(Dataset entries)
______

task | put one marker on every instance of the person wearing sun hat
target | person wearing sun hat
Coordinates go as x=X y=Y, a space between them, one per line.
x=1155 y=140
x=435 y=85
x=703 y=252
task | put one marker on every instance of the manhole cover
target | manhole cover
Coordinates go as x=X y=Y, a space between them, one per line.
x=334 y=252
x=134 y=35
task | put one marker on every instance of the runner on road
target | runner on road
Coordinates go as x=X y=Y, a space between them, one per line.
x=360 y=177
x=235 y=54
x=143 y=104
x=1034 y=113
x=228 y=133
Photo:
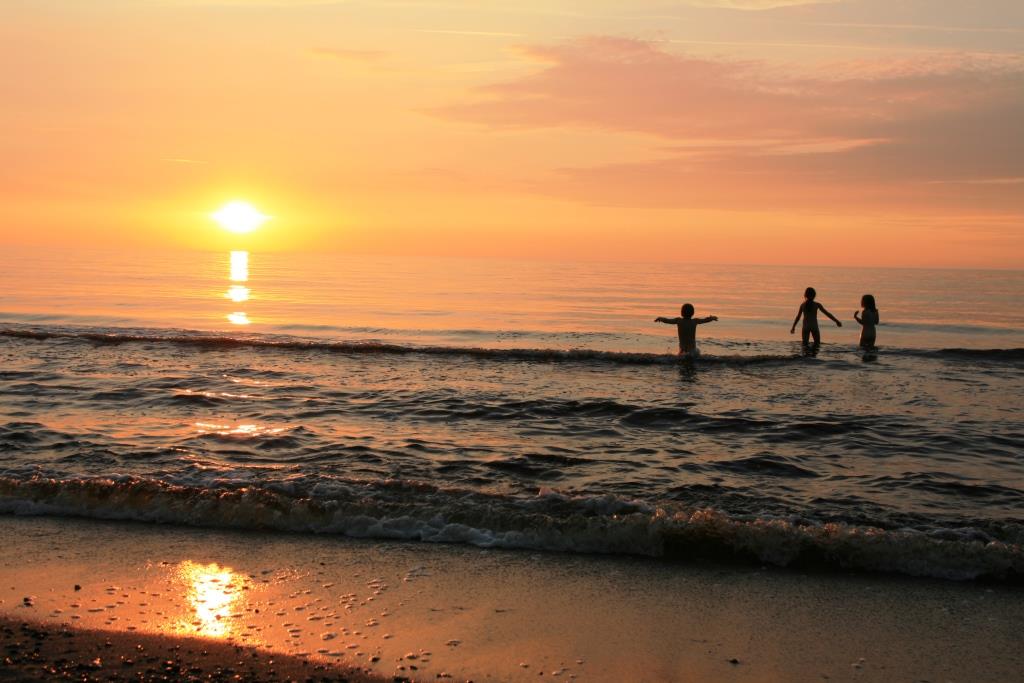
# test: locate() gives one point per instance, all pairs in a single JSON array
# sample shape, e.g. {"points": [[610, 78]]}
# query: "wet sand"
{"points": [[42, 652], [433, 612]]}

______

Once the pictures are removed, set down what remains of the entries above exactly.

task | put one marker on every instance of the person wearing sun hat
target | person wearing sun hat
Coordinates go as x=X y=Y, a space between them, one per line.
x=1155 y=140
x=435 y=85
x=703 y=252
task | put one marker on every instance of the manhole cover
target | manhole cover
Coordinates go as x=X y=Y, a space between them, one per line.
x=334 y=252
x=134 y=35
task | put one marker on every instance of the runner on road
target | runner on road
Coordinates go as x=X y=Y, a space between them, one per line.
x=360 y=177
x=235 y=54
x=143 y=104
x=1034 y=113
x=228 y=133
Photo:
# test: locate() gives one point per instance, all pairs in a single JSON array
# sample shape, e.g. {"points": [[610, 78]]}
# query: "wet sand"
{"points": [[42, 652], [433, 612]]}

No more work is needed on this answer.